Raad
van State
200202507/1.
Datum uitspraak: 27 juni 2002
AFDELING
BESTUURSRECHTSPRAAK
Uitspraak met toepassing van artikel 8:54, eerste lid, van de Algemene wet bestuursrecht op het hoger beroep van:
tegen de uitspraak van de rechtbank te 's-Gravenhage, nevenzittingsplaats Assen, van 9 april 2002 in het geding tussen:
de Staatssecretaris van Justitie.
Bij besluit van 12 juli 2001 heeft de Staatssecretaris van Justitie (hierna: de staatssecretaris) een aanvraag van appellant om hem een verblijfsvergunning asiel voor bepaalde tijd te verlenen afgewezen. Dit besluit is aangehecht.
Bij uitspraak van 9 april 2002, verzonden op 11 april 2002, heeft de rechtbank te ’s-Gravenhage, nevenzittingsplaats Assen (hierna: de rechtbank) het daartegen door appellant ingestelde beroep ongegrond verklaard. Deze uitspraak is aangehecht.
Tegen deze uitspraak heeft appellant bij brief, bij de Raad van State binnengekomen op 8 mei 2002, hoger beroep ingesteld. Deze brief is aangehecht.

* Opgesomde gegevens *
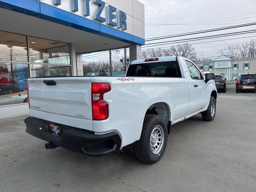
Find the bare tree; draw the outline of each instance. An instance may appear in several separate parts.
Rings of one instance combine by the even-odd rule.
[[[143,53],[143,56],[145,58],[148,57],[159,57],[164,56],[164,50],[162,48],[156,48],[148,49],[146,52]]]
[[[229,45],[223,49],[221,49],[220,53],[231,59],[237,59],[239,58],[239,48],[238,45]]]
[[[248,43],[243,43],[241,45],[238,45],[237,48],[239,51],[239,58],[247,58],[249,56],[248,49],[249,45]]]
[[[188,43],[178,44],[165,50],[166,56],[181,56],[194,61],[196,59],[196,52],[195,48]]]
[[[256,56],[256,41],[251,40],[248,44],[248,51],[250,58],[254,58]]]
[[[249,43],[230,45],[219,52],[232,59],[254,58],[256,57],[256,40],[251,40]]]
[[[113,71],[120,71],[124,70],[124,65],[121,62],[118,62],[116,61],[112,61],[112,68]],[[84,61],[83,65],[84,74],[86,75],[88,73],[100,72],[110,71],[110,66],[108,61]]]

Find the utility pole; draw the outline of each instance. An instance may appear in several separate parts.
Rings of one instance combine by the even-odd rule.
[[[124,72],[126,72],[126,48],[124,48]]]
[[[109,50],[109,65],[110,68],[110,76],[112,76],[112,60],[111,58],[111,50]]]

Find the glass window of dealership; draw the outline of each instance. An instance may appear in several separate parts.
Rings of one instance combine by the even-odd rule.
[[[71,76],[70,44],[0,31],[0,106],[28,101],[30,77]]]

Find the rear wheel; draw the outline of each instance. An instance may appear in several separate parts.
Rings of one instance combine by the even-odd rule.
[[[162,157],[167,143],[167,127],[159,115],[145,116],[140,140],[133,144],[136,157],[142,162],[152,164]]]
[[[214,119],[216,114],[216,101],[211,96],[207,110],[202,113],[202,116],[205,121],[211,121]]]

* Opdracht *
Geef het vervolg van de uitspraak van de Raad van State over het hoger beroep in de asielzaak, aansluitend op de laatste zin.

* Schriftelijk antwoord *
Bij brief van 27 mei 2002 heeft de staatssecretaris een reactie ingediend.
Vervolgens is het onderzoek gesloten.
2.1. De eerste grief klaagt dat de rechtbank ten onrechte de staatssecretaris heeft gevolgd in zijn in het bij de rechtbank bestreden besluit neergelegde standpunt dat appellant niet aannemelijk heeft gemaakt dat hij voor vervolging te vrezen heeft, onder meer vanwege door hem afgelegde tegenstrijdige verklaringen. Daartoe is aangevoerd dat de staatssecretaris de tegenstrijdigheden heeft geconstrueerd uit tegenstellingen tussen het rapport van nader gehoor en de correcties en aanvullingen daarop. Aldus wordt het volgens appellant in de asielprocedure onmogelijk om onvolkomenheden in de rapporten van nader gehoor te corrigeren.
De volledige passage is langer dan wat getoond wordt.